PAGE
>> begin
The following are all the code I want to implement, Besides the DNx, DNy and DNz, I would also replace all "L1^aa*L2^bb*L3^cc" in matrix K by "aa!*bb!*cc!/((aa+bb+cc+3)!)*6*V, how to do?

Thanks,
Tang Laoya




Clear["Global`*"];
eq1 = L1 == (a1 + b1 x + c1 y + d1 z)/6/V;
eq2 = L2 == (a2 + b2 x + c2 y + d2 z)/6/V;
eq3 = L3 == (a3 + b3 x + c3 y + d3 z)/6/V;
eq4 = L4 == (a4 + b4 x + c4 y + d4 z)/6/V;
lhs[eq_] := eq /. (lhs_ == rhs_) -> lhs;
rhs[eq_] := eq /. (lhs_ == rhs_) -> rhs;

nod = 10;
NN = Table[0, {nod}];
NN[[1]] = rhs[eq1] (2 rhs[eq1] - 1);
NN[[2]] = rhs[eq2] (2 rhs[eq2] - 1);
NN[[3]] = rhs[eq3] (2 rhs[eq3] - 1);
NN[[4]] = rhs[eq4] (2 rhs[eq4] - 1);
NN[[5]] = 4 rhs[eq1] rhs[eq2];
NN[[6]] = 4 rhs[eq2] rhs[eq3];
NN[[7]] = 4 rhs[eq3] rhs[eq1];
NN[[8]] = 4 rhs[eq3] rhs[eq4];
NN[[9]] = 4 rhs[eq4] rhs[eq1];
NN[[10]] = 4 rhs[eq2] rhs[eq4];

NNT = Flatten[Table[NN[[i]], {i, 1, nod}]];
Print["Dimensions of NNT:", Dimensions[NNT]];
DNx = D[NNT, x];
DNx = DNx /. {rhs[eq1] -> lhs[eq1], rhs[eq2] -> lhs[eq2], rhs[eq3] -> lhs[eq3], rhs[eq4] -> lhs[eq4]};
DNy = D[NNT, y];
DNy = DNy /. {rhs[eq1] -> lhs[eq1], rhs[eq2] -> lhs[eq2], rhs[eq3] -> lhs[eq3], rhs[eq4] -> lhs[eq4]};
DNz = D[NNT, z];
DNz = DNz /. {rhs[eq1] -> lhs[eq1], rhs[eq2] -> lhs[eq2], rhs[eq3] -> lhs[eq3], rhs[eq4] -> lhs[eq4]};
DNxx = Transpose[{DNx}].{DNx};
DNyy = Transpose[{DNy}].{DNy};
DNzz = Transpose[{DNz}].{DNz};
Print["Dimensions of DNxx:", Dimensions[DNxx]];

K = DNxx + DNyy + DNzz;

(* I would replace all "L1^aa*L2^bb*L3^cc" in matrix K by "aa!*bb!*cc!/((aa+bb+cc+3)!)*6*V, how to do? *)
>> end
EXCERPTED RECORDS
>> begin
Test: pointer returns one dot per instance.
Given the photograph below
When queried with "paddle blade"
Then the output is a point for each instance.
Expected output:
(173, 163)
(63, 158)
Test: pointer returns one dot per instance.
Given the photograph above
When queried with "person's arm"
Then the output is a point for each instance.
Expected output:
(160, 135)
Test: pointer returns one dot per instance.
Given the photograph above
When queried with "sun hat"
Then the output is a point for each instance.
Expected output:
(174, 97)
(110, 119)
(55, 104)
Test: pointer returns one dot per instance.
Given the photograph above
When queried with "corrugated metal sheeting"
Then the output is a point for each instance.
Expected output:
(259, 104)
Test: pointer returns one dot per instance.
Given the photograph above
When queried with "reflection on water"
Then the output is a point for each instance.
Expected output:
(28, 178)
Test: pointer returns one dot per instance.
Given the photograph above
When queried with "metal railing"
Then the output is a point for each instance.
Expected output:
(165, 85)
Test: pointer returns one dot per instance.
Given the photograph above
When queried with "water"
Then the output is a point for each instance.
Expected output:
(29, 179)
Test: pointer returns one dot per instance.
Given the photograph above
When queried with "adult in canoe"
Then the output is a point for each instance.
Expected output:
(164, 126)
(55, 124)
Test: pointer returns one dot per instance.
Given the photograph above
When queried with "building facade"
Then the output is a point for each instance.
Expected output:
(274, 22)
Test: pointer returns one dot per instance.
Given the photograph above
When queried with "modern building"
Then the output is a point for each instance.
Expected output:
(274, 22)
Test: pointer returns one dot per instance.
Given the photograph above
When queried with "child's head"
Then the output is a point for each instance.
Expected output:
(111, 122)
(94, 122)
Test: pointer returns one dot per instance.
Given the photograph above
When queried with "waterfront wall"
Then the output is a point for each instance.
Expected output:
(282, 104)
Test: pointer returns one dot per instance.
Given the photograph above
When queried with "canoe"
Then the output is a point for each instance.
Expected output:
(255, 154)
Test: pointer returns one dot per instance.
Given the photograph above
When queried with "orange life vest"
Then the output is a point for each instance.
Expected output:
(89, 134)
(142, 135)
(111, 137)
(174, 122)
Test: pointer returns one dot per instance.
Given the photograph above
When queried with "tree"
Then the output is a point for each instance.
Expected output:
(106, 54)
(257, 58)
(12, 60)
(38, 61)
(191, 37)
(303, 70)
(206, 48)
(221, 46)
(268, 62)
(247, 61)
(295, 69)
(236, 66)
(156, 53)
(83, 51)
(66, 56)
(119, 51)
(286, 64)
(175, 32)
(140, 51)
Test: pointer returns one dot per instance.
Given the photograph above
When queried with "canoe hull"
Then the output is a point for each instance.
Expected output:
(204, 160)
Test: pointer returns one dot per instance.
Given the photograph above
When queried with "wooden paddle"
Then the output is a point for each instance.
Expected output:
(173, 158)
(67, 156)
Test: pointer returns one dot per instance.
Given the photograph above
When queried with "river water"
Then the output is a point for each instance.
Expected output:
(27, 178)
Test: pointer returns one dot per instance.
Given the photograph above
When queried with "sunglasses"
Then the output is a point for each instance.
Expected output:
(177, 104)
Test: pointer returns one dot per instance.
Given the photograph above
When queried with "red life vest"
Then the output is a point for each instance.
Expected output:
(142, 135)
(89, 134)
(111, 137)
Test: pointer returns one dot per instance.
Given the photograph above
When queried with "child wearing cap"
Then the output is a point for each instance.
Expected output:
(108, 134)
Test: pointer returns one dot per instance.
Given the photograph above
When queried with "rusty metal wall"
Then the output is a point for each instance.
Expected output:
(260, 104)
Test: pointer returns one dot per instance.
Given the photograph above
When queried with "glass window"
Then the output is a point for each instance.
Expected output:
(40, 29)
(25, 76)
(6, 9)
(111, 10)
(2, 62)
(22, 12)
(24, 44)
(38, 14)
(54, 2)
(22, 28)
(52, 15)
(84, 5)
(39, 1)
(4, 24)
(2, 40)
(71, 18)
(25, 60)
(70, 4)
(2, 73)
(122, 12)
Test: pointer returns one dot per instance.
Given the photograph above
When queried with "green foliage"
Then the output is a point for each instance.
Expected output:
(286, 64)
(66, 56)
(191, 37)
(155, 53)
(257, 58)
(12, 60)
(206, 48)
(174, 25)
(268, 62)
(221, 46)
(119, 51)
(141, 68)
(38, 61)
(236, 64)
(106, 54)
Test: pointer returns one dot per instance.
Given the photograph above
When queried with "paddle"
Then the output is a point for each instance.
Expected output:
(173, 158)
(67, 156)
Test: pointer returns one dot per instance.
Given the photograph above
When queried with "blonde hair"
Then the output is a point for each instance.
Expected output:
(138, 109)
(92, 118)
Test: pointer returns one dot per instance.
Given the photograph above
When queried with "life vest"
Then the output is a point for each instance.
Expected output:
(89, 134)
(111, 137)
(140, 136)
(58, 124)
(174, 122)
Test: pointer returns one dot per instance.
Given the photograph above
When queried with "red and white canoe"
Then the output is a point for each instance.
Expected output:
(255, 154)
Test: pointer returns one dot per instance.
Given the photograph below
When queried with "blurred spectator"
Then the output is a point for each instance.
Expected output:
>> end
WORK INSTRUCTIONS
1 – In the Mathematica forum post, what should each "L1^aa*L2^bb*L3^cc" in matrix K be replaced by?
2 – Write what comes next in the Mathematica forum post, starting after its last line.

ANSWER LIST
1 – aa!*bb!*cc!/((aa+bb+cc+3)!)*6*V

2 –
K = Expand[K];
Print["Simplifying K"];
K = Simplify[K]



On Wednesday, November 21, 2012 4:17:21 PM UTC+8, Nasser M. Abbasi wrote:
> On 11/21/2012 12:15 AM, Tang Laoya wrote:
>

> > Dear all,
>
> >
>
> > I am trying to calculate the partial derivative by mathematica, I have the following commands:
>
> > L1=a1+b1*x+c1*y;
>
> > L2=a2+b2*x+c2*y;
>
> > L3=a3+b3*x+c3*y;
>
> >
>
> > NN=L1*L2;
>
> >
>
> > DNx=D[NN,x];
>
> >
>
> > I got the following result:
>
> > DNex=b2 (a1+b1 x+c1 y)+b1 (a2+b2 x+c2 y)
>
> >
>
> > How to do to have the following result?
>
> >
>
> > DNex=b2*L1 + b1 * L2
>
> >
>
>
>
> The problem is that you did not use equations, but used expresions.
>
> Hence in your case L1 is now 'a1+b1*x+c1*y' and similarly with L2.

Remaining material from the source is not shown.